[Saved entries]
======

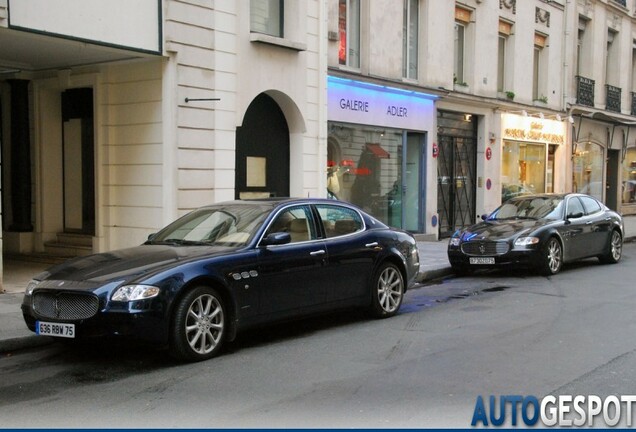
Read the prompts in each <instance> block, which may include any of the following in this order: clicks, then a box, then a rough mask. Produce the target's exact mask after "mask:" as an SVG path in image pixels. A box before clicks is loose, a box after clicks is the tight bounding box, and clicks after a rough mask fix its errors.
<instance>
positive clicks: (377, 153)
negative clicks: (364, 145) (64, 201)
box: [367, 143, 391, 159]
mask: <svg viewBox="0 0 636 432" xmlns="http://www.w3.org/2000/svg"><path fill="white" fill-rule="evenodd" d="M367 150H369V151H370V152H371V153H373V154H374V155H375V156H376V157H377V158H378V159H390V158H391V155H390V154H389V152H387V151H386V150H384V149H383V148H382V146H380V144H374V143H367Z"/></svg>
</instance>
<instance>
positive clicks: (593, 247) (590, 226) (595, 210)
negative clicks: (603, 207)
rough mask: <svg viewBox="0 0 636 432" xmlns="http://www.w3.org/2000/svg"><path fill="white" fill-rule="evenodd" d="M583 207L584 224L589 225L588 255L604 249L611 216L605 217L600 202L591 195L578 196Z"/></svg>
mask: <svg viewBox="0 0 636 432" xmlns="http://www.w3.org/2000/svg"><path fill="white" fill-rule="evenodd" d="M579 199H580V200H581V203H582V204H583V208H584V209H585V217H586V222H585V223H586V224H587V225H589V228H590V233H589V241H588V242H587V243H588V244H587V246H588V250H587V251H588V254H587V255H588V256H594V255H598V254H601V253H603V252H604V251H605V248H606V246H607V243H608V241H609V236H610V233H611V227H612V224H611V218H610V217H609V216H608V217H607V218H606V217H605V214H604V212H603V209H602V207H601V204H599V202H598V201H596V200H595V199H594V198H592V197H587V196H582V197H579Z"/></svg>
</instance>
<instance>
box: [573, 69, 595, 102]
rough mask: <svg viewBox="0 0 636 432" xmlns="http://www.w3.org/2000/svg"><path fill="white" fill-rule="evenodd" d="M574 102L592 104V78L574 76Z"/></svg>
mask: <svg viewBox="0 0 636 432" xmlns="http://www.w3.org/2000/svg"><path fill="white" fill-rule="evenodd" d="M576 103H577V104H579V105H585V106H591V107H593V106H594V80H593V79H589V78H585V77H582V76H577V77H576Z"/></svg>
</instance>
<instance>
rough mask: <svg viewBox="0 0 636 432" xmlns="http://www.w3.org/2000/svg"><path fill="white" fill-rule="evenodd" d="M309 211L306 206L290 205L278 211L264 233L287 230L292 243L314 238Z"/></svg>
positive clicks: (313, 231)
mask: <svg viewBox="0 0 636 432" xmlns="http://www.w3.org/2000/svg"><path fill="white" fill-rule="evenodd" d="M312 222H313V219H312V216H311V211H310V209H309V207H307V206H299V207H292V208H290V209H287V210H285V211H283V212H282V213H280V214H279V215H278V216H277V217H276V219H275V220H274V222H272V224H271V225H270V227H269V228H268V229H267V232H266V233H265V236H268V235H269V234H272V233H277V232H287V233H289V235H290V236H291V242H292V243H299V242H303V241H309V240H312V239H315V238H316V233H315V230H314V226H313V223H312Z"/></svg>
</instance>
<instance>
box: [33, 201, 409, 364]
mask: <svg viewBox="0 0 636 432" xmlns="http://www.w3.org/2000/svg"><path fill="white" fill-rule="evenodd" d="M418 269H419V256H418V251H417V247H416V243H415V240H414V238H413V236H412V235H410V234H408V233H406V232H403V231H400V230H396V229H392V228H389V227H387V226H386V225H384V224H383V223H381V222H379V221H378V220H377V219H375V218H373V217H371V216H369V215H368V214H365V213H364V212H362V211H361V210H359V209H358V208H356V207H354V206H351V205H348V204H346V203H342V202H336V201H333V200H318V199H304V200H302V199H270V200H253V201H233V202H227V203H221V204H218V205H212V206H208V207H203V208H200V209H198V210H195V211H193V212H191V213H189V214H187V215H185V216H184V217H182V218H180V219H178V220H177V221H176V222H174V223H172V224H170V225H168V226H167V227H166V228H164V229H163V230H161V231H159V232H158V233H157V234H155V235H152V236H151V237H150V238H149V240H148V241H147V242H145V243H144V244H143V245H140V246H137V247H133V248H129V249H123V250H118V251H114V252H107V253H101V254H96V255H91V256H88V257H80V258H76V259H74V260H71V261H69V262H67V263H64V264H61V265H59V266H56V267H53V268H51V269H49V270H48V271H46V272H44V273H42V274H40V275H39V276H37V277H36V278H35V279H34V280H33V281H31V282H30V283H29V285H28V287H27V290H26V294H25V296H24V300H23V303H22V312H23V315H24V319H25V321H26V324H27V326H28V327H29V328H30V329H31V330H32V331H34V332H36V333H37V334H39V335H47V336H55V337H62V338H72V339H84V338H99V337H110V336H117V337H130V338H135V339H140V340H144V341H149V342H152V343H154V344H156V345H158V346H162V347H167V348H168V350H169V351H170V353H171V354H173V355H174V356H175V357H177V358H179V359H183V360H190V361H197V360H203V359H207V358H210V357H213V356H214V355H216V354H217V353H218V352H219V350H220V349H221V347H222V345H223V343H224V342H226V341H231V340H232V339H234V338H235V336H236V334H237V332H238V331H239V330H243V329H245V328H247V327H251V326H256V325H259V324H263V323H266V322H270V321H274V320H282V319H288V318H292V317H298V316H302V315H307V314H311V313H317V312H325V311H331V310H334V309H341V308H348V307H364V308H366V309H368V310H369V311H370V312H371V313H372V315H374V316H375V317H378V318H386V317H390V316H392V315H395V314H396V313H397V312H398V309H399V308H400V305H401V304H402V299H403V296H404V293H405V291H406V289H407V288H408V287H409V285H410V284H411V283H412V282H413V281H414V280H415V277H416V275H417V272H418Z"/></svg>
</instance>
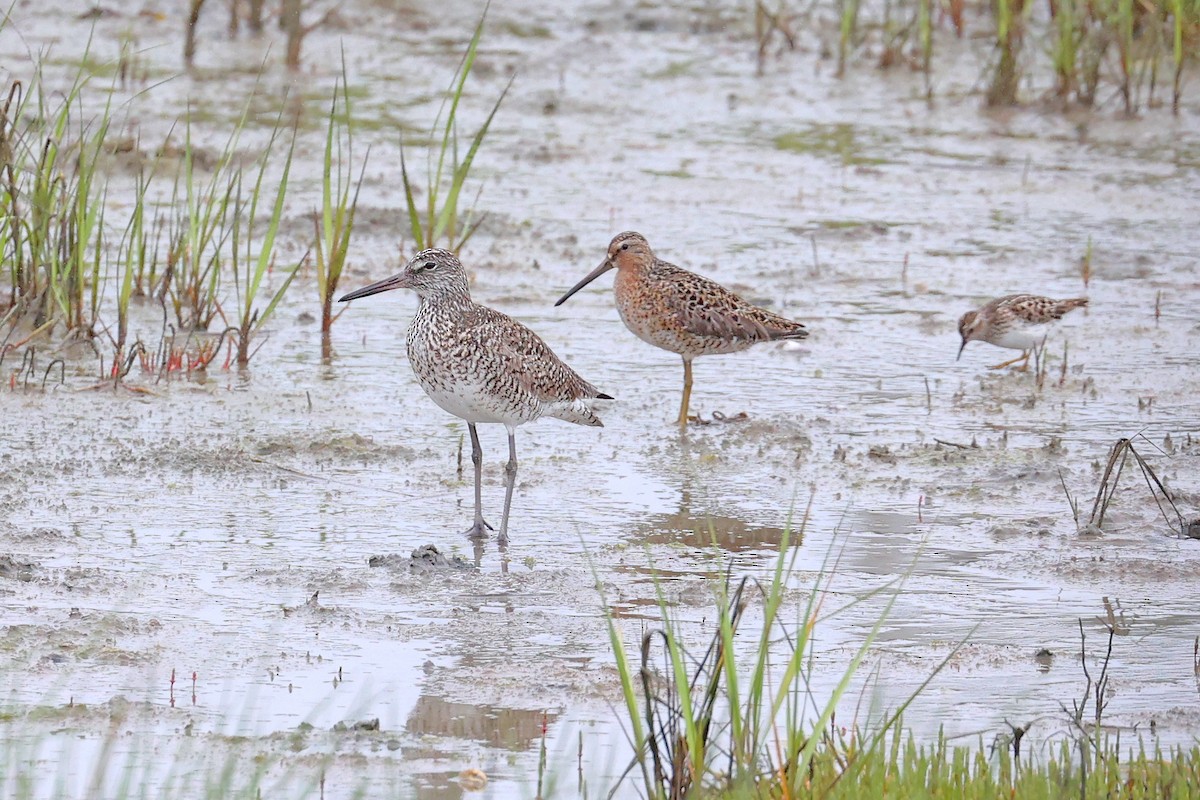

======

[EXERCISE DESCRIPTION]
Please write out every line of the rows above word for word, leaving out the pictures.

[ANSWER SPACE]
Read the prompts in each <instance> block, which may include any of the following in this order: clicks, then a box, then a rough mask. Produce the target's exact mask after "mask:" as an SVG path in image pixels. A box before clicks is loose, a box after clicks is the tight bounding box, and clicks after a rough mask fix its errors.
<instance>
positive clicks: (377, 153)
negative clicks: (364, 145) (64, 201)
box: [367, 143, 391, 159]
mask: <svg viewBox="0 0 636 432" xmlns="http://www.w3.org/2000/svg"><path fill="white" fill-rule="evenodd" d="M367 150H369V151H370V152H371V153H373V154H374V155H375V156H376V157H377V158H378V159H390V158H391V155H390V154H389V152H387V151H386V150H384V149H383V148H382V146H380V144H374V143H367Z"/></svg>
</instance>
<instance>
positive clicks: (593, 247) (590, 226) (595, 210)
negative clicks: (603, 207)
rough mask: <svg viewBox="0 0 636 432" xmlns="http://www.w3.org/2000/svg"><path fill="white" fill-rule="evenodd" d="M583 207L584 224L589 225L588 255L604 249L611 216L605 217L600 202L591 195L578 196Z"/></svg>
mask: <svg viewBox="0 0 636 432" xmlns="http://www.w3.org/2000/svg"><path fill="white" fill-rule="evenodd" d="M579 199H580V200H581V203H582V204H583V208H584V209H585V217H586V222H585V223H586V224H587V225H589V228H590V233H589V241H588V242H587V243H588V244H587V246H588V250H587V251H588V254H587V255H588V256H594V255H598V254H601V253H603V252H604V251H605V248H606V246H607V243H608V241H609V236H610V233H611V227H612V224H611V218H610V217H609V216H608V217H607V218H606V217H605V214H604V212H603V209H602V207H601V204H599V202H598V201H596V200H595V199H594V198H592V197H587V196H582V197H579Z"/></svg>
</instance>
<instance>
box: [573, 69, 595, 102]
rough mask: <svg viewBox="0 0 636 432" xmlns="http://www.w3.org/2000/svg"><path fill="white" fill-rule="evenodd" d="M574 102L592 104V78L574 76Z"/></svg>
mask: <svg viewBox="0 0 636 432" xmlns="http://www.w3.org/2000/svg"><path fill="white" fill-rule="evenodd" d="M576 103H577V104H579V105H585V106H591V107H593V106H594V80H593V79H589V78H585V77H582V76H577V77H576Z"/></svg>
</instance>
<instance>
rough mask: <svg viewBox="0 0 636 432" xmlns="http://www.w3.org/2000/svg"><path fill="white" fill-rule="evenodd" d="M309 211L306 206L290 205L278 211L264 233L287 230L292 243L314 238Z"/></svg>
positive clicks: (313, 231)
mask: <svg viewBox="0 0 636 432" xmlns="http://www.w3.org/2000/svg"><path fill="white" fill-rule="evenodd" d="M312 222H313V219H312V216H311V211H310V209H309V207H307V206H299V207H292V208H290V209H287V210H285V211H283V212H282V213H280V214H279V215H278V216H277V217H276V219H275V220H274V222H272V224H271V225H270V227H269V228H268V229H267V232H266V233H265V236H268V235H269V234H272V233H277V232H287V233H289V235H290V236H291V242H292V243H299V242H303V241H309V240H312V239H315V238H316V233H315V230H314V226H313V223H312Z"/></svg>
</instance>
<instance>
box: [33, 201, 409, 364]
mask: <svg viewBox="0 0 636 432" xmlns="http://www.w3.org/2000/svg"><path fill="white" fill-rule="evenodd" d="M418 269H419V256H418V251H417V247H416V243H415V240H414V238H413V236H412V235H410V234H408V233H406V232H403V231H400V230H396V229H392V228H389V227H387V226H386V225H384V224H383V223H381V222H379V221H378V220H377V219H375V218H373V217H371V216H369V215H368V214H365V213H364V212H362V211H361V210H359V209H358V208H356V207H354V206H351V205H348V204H346V203H342V202H336V201H333V200H318V199H304V200H302V199H270V200H253V201H233V202H227V203H221V204H218V205H212V206H208V207H203V208H200V209H198V210H195V211H193V212H191V213H189V214H187V215H185V216H184V217H182V218H180V219H178V220H177V221H176V222H174V223H172V224H170V225H168V226H167V227H166V228H164V229H163V230H161V231H159V232H158V233H157V234H155V235H152V236H151V237H150V238H149V240H148V241H147V242H145V243H144V244H143V245H140V246H137V247H133V248H129V249H123V250H118V251H114V252H107V253H101V254H96V255H91V256H88V257H80V258H76V259H74V260H71V261H69V262H67V263H64V264H61V265H59V266H56V267H53V268H51V269H49V270H48V271H46V272H44V273H42V274H40V275H39V276H37V277H36V278H35V279H34V280H33V281H31V282H30V283H29V285H28V287H27V290H26V294H25V296H24V300H23V303H22V312H23V315H24V319H25V321H26V324H27V326H28V327H29V328H30V329H31V330H32V331H34V332H36V333H37V334H39V335H47V336H55V337H62V338H72V339H84V338H99V337H110V336H117V337H130V338H135V339H140V340H144V341H149V342H152V343H154V344H156V345H158V346H162V347H167V348H168V350H169V351H170V353H171V354H173V355H174V356H175V357H177V358H179V359H183V360H190V361H197V360H203V359H207V358H210V357H213V356H214V355H216V354H217V353H218V352H219V350H220V349H221V347H222V345H223V343H224V342H226V341H231V340H232V339H234V338H235V336H236V334H237V332H238V331H239V330H243V329H245V328H247V327H251V326H256V325H259V324H263V323H266V322H270V321H274V320H282V319H288V318H292V317H298V316H302V315H307V314H311V313H317V312H325V311H331V310H334V309H341V308H348V307H364V308H366V309H368V310H369V311H370V312H371V313H372V315H374V316H375V317H378V318H386V317H390V316H392V315H395V314H396V313H397V312H398V309H399V308H400V305H401V304H402V299H403V296H404V293H405V291H406V289H407V288H408V287H409V285H410V284H411V283H412V282H413V281H414V280H415V277H416V275H417V272H418Z"/></svg>
</instance>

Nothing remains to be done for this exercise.